* What this task involves:
Scan the records for the line containing "In this exercise". From there through the last line, write out each line exactly.

* Available data:

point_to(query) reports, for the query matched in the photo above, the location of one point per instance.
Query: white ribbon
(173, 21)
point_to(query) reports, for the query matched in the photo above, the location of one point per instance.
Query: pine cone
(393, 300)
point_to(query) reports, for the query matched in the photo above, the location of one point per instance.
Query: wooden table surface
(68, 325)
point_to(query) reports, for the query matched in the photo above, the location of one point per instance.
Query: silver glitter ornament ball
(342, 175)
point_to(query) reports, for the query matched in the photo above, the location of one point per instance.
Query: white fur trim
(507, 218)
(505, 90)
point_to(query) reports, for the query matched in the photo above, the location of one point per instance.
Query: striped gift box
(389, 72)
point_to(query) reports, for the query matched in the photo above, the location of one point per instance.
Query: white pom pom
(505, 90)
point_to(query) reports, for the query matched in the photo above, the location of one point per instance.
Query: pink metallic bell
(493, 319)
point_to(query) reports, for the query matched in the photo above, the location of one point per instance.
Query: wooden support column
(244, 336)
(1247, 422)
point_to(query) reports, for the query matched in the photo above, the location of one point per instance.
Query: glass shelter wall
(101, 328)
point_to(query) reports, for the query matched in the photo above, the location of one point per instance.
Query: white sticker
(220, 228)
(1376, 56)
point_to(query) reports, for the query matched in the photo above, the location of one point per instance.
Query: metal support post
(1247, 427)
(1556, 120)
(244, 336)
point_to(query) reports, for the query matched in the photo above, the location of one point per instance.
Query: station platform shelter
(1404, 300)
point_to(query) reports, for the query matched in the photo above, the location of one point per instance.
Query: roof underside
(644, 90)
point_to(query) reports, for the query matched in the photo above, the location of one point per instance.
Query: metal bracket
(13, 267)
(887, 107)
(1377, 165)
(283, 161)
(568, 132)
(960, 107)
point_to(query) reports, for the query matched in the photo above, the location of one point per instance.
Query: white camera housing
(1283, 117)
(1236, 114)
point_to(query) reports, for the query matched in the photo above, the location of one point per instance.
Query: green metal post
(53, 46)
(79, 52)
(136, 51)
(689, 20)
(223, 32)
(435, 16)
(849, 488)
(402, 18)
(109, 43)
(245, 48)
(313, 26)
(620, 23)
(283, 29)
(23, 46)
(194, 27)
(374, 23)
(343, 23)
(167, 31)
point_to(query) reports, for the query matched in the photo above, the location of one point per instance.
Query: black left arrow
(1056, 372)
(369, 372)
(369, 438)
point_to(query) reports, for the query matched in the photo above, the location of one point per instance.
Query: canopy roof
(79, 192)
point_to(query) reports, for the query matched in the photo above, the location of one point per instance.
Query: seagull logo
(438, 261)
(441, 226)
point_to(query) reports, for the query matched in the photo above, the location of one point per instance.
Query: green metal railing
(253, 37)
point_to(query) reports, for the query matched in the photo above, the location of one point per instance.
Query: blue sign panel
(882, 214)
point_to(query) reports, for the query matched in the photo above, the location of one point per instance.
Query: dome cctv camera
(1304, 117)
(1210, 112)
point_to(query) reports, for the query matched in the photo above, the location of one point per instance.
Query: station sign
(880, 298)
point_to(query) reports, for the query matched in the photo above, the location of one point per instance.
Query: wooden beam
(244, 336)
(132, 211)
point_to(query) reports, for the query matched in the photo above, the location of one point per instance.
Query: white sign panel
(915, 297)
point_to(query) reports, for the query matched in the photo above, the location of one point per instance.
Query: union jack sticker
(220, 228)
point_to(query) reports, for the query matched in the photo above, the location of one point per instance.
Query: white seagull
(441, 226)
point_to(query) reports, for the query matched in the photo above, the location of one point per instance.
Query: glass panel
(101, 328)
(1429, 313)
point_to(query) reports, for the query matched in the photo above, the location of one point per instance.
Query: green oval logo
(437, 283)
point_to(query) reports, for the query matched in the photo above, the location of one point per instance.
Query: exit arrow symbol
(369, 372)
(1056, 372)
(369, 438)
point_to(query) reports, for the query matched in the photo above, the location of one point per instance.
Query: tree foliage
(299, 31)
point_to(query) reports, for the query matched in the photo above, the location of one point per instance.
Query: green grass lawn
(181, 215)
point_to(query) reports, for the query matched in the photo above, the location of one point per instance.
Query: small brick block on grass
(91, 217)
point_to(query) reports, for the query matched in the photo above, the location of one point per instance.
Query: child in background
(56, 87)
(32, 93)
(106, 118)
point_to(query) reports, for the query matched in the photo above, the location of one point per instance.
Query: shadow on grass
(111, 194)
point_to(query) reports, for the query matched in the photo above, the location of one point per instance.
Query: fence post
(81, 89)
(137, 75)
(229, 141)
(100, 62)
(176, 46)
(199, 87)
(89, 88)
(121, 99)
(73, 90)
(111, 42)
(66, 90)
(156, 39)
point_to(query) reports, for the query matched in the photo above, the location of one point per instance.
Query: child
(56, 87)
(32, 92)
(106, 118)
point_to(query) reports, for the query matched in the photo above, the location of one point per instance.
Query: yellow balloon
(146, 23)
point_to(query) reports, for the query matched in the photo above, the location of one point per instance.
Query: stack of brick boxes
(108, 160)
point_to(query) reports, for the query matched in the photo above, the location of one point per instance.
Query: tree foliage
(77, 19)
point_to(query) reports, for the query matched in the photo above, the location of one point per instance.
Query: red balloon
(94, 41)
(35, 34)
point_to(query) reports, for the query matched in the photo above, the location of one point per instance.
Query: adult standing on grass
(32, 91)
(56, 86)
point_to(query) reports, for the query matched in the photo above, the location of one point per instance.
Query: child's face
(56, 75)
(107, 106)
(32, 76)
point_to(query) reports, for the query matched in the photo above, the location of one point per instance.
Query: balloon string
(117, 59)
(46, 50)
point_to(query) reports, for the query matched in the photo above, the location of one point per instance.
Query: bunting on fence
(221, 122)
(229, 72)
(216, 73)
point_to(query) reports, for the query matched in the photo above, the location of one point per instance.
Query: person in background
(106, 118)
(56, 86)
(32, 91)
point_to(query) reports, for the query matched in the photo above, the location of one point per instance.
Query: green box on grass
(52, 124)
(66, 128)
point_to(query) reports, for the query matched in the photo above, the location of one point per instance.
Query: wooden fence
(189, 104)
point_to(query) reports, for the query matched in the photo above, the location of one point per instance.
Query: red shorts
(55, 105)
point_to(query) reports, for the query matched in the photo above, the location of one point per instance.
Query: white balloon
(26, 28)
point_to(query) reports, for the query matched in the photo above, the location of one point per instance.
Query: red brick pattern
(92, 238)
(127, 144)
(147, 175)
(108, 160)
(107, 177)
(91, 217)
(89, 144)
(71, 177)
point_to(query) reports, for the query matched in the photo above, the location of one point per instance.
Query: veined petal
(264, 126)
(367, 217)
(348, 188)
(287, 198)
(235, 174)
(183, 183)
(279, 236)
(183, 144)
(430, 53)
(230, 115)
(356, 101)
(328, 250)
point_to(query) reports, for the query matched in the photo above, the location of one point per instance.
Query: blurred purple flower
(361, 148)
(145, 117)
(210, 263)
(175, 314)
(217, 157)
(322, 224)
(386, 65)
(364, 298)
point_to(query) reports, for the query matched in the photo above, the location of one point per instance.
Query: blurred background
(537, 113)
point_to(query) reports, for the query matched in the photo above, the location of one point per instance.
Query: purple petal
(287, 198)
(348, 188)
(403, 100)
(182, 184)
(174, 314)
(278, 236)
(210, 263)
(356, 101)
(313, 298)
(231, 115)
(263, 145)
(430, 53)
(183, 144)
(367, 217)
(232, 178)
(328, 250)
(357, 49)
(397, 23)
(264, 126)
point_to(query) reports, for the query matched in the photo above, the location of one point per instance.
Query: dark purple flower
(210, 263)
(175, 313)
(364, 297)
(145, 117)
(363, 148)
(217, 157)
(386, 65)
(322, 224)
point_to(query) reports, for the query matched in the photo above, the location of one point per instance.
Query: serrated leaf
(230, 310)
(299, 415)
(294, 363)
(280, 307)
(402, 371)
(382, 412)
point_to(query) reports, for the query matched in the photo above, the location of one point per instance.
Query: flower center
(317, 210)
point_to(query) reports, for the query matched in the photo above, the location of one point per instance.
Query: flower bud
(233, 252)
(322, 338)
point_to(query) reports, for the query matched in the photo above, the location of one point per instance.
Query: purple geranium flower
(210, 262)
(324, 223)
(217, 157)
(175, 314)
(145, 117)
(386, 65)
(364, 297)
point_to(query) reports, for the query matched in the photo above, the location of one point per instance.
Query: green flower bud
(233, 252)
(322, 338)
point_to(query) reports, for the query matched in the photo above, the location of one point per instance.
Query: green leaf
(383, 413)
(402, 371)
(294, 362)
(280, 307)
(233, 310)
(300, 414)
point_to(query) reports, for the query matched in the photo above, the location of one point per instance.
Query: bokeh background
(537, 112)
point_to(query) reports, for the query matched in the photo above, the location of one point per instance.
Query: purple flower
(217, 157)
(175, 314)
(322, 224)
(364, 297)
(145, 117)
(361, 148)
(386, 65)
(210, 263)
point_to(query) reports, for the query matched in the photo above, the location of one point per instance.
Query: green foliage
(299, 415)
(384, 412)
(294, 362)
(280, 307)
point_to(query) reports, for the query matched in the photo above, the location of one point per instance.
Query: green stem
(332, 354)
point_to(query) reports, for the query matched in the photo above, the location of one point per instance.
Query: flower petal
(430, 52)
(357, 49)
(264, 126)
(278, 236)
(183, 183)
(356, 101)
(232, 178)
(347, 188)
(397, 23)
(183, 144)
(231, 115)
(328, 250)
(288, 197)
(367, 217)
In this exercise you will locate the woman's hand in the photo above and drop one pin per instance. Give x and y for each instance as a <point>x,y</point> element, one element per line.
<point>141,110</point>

* Written solution:
In this exercise you will locate the woman's hand in the photo above and drop one pin per instance. Give x and y for each instance as a <point>x,y</point> element, one element per line.
<point>141,110</point>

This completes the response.